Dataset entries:
*****

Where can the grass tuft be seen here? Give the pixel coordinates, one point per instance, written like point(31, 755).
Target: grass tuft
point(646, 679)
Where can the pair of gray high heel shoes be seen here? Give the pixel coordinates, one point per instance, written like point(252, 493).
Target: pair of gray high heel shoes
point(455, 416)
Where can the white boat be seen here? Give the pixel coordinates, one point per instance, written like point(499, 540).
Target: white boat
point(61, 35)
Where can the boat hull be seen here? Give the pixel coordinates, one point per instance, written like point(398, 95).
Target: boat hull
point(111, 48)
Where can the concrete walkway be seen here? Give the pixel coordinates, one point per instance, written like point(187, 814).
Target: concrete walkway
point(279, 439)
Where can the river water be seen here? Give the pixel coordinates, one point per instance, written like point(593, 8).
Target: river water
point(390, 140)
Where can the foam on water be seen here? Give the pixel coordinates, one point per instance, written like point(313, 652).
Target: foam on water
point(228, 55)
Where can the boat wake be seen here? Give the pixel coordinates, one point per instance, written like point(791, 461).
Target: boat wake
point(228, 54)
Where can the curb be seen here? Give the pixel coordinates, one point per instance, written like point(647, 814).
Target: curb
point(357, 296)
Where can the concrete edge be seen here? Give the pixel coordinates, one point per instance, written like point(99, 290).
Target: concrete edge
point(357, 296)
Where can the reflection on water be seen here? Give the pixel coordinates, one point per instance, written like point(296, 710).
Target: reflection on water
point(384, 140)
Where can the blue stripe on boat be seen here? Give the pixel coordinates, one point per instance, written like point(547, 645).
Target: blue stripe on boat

*****

* [WORK TO COMPLETE]: Could you write out all the rows above again, swapping every "pixel coordinates" for "image coordinates" and leaving the rest unchanged?

* [EXERCISE OUTPUT]:
Where can the grass tuft be seen here? Give the image coordinates, one point per instance, written like point(31, 755).
Target: grass tuft
point(646, 679)
Where can the pair of gray high heel shoes be seen here? Give the image coordinates, one point per instance, written like point(252, 493).
Target: pair of gray high heel shoes
point(455, 416)
Where can the white boat be seen here? Give the image coordinates, one point per instance, written like point(499, 540).
Target: white boat
point(61, 35)
Where can the boat hull be seen here? Give the image coordinates, one point per instance, written like point(398, 95).
Target: boat hull
point(111, 48)
Where can the concrete walkway be seen here? Give the image coordinates, one point per instance, written like point(187, 814).
Target: concrete walkway
point(279, 439)
Where can the river water be seen here? Give the image coordinates, one point per instance, written like point(593, 8).
Target: river water
point(390, 140)
Where can the foam on water be seen here? Give the image coordinates, one point per instance, written like point(313, 652).
Target: foam on water
point(228, 55)
Where can the boat wake be seen here? Give the image coordinates, one point per instance, written like point(791, 461).
Target: boat wake
point(228, 54)
Where can the curb be seen here? Give the image coordinates, one point per instance, written like point(647, 814).
Target: curb
point(357, 296)
Where can the concrete edge be seen here? Give the image coordinates, one point per instance, written like point(99, 290).
Target: concrete edge
point(357, 296)
Where can the reflection on water be seen here? Give the image coordinates, one point per instance, written like point(296, 710).
Target: reflection on water
point(384, 140)
Where can the blue stripe on boat be seen here? Give the image coordinates, one point per instance, written like point(547, 645).
Target: blue stripe on boat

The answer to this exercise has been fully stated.